#### [Document text]
- - - -
Personal information
- Nationality: British
- Born: 5 September 1995 (age 30)
- Height: 1.88 m (6 ft 2 in)

Sport
- Country: United Kingdom
- Sport: Windsurfing
- Event: Men's IQFoil class

Medal record
Men's sailing
Representing Great Britain
| Silver medal – second place | 2021 IQFoil World Championships | Silvaplana, Switzerland |
| Bronze medal – third place | 2021 IQFoil International Games | Lake Garda, Italy |
| Bronze medal – third place | 2024 IQFoil European Championships | Cagliari, Italy |

= Matthew Barton (sailor) =

British windsurfer (born 1995)

Matthew James Barton (born 5 September 1995 ) is a British windsurfer. He competes in windsurfing in the IQFoil class and won silver in the 2021 IQFoil World Championships.

==Windsurfing career==

Matthew Barton started windsurfing aged 12 at Alton Water Sailing Club and started racing with Team15 club Alton Water Wipeouts coached by Ian (Rocky) Haywood. By October 2008, he took 3rd place in the Champions Cup 4.5m class.
From here, he transitioned to 5.5m open class before competing nationally on the Techno 293 board in the 6.8m class.

He took part in his first international competition at the Junior and Youth world Championships held in Martigues, France in 2010.

Following this, we completed both nationally and internationally in the RS:X youth class before competing in the open class.

He joined the British Sailing Team in 2017 as part of the Podium Potential Pathway squad and took up windsurfing full time following graduation.
- - - -
#### [Data for analysis]
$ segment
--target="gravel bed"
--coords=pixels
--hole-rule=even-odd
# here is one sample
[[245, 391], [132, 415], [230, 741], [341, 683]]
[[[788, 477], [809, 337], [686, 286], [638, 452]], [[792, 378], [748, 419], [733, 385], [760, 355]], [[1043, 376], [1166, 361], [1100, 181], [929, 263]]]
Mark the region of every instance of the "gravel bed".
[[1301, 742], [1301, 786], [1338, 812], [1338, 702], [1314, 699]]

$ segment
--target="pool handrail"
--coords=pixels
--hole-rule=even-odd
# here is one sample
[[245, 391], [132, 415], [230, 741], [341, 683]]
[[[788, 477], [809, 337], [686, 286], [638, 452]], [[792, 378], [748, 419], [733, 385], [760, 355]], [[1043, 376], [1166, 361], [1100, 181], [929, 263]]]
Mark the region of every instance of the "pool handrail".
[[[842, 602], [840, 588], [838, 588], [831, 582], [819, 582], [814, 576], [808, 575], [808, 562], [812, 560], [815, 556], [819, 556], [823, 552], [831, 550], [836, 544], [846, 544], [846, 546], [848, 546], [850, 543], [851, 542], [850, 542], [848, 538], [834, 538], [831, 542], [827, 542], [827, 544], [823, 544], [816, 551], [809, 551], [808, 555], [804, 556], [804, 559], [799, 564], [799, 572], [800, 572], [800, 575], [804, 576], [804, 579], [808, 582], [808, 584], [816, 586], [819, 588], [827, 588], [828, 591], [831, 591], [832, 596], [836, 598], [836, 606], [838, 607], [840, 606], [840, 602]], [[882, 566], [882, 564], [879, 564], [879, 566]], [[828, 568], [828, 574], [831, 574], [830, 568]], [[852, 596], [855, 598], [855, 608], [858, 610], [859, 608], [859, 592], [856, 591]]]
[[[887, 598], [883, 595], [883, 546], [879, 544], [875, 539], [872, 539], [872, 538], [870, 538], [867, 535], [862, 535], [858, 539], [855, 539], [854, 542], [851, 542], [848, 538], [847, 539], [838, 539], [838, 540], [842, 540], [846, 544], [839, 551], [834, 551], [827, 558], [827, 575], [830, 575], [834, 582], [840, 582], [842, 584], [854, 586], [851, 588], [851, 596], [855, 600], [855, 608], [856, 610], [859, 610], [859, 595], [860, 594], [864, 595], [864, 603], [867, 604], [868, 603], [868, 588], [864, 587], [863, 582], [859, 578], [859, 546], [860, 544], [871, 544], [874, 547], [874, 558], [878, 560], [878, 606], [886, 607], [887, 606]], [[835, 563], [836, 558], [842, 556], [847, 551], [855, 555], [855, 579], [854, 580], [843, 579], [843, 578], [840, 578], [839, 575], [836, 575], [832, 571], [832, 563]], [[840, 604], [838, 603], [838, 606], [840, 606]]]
- - - -
#### [About this task]
Answer from the windsurfer profile:
(a) Where were the 2024 IQFoil European Championships held?
(b) At what age and at which club did Barton start windsurfing?
(c) In what year did he join the British Sailing Team?

#### [Answer space]
(a) Cagliari, Italy
(b) At age 12, at Alton Water Sailing Club
(c) 2017